Monday, August 13, 2012

Obama Policies Cause 60,000 Deaths

Bill Burton, the former White House Deputy Press Secretary and advisor to Priorities USA, the pro-Barack Obama Super PAC responsible for a much-reviled ad that links Mitt Romney to the death of a steelworker’s wife, today told The Huffington Post that he is proud of his ad. He called it “wildly successful” due to the attention and free air time that it has received. However, unlike your average Real Housewives star, not all press is good press in politics.

“The truth is, there are a lot of sad stories that came as a result of what happened when Mitt Romney was in business,” Burton said to The Huffington Post. “I don’t think those stories should be off limits because they’re particularly heartbreaking.”

“Our spots have been factual and well within the bounds of what we think is appropriate,” Burton continued.
____________________
**What you are asked to do:** List every person named in the post about Bill Burton and the Priorities USA ad. The lines that follow have nothing to do with the post above.
____________________
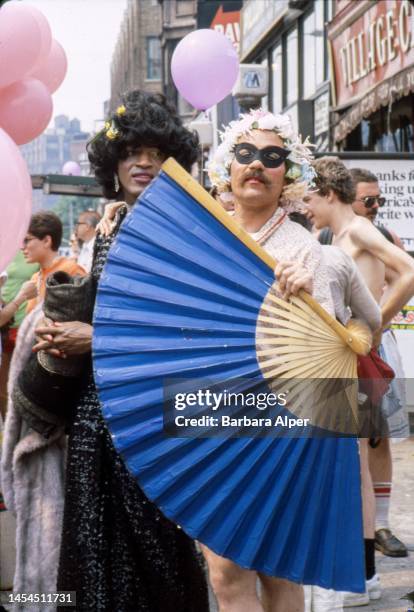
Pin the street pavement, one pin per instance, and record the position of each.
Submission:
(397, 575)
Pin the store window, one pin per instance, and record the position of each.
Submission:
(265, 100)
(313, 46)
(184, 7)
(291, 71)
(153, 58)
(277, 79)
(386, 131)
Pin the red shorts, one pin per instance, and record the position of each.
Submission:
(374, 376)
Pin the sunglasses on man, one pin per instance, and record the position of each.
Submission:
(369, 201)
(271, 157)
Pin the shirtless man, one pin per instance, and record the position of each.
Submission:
____________________
**Solved problem:** Bill Burton, Barack Obama, Mitt Romney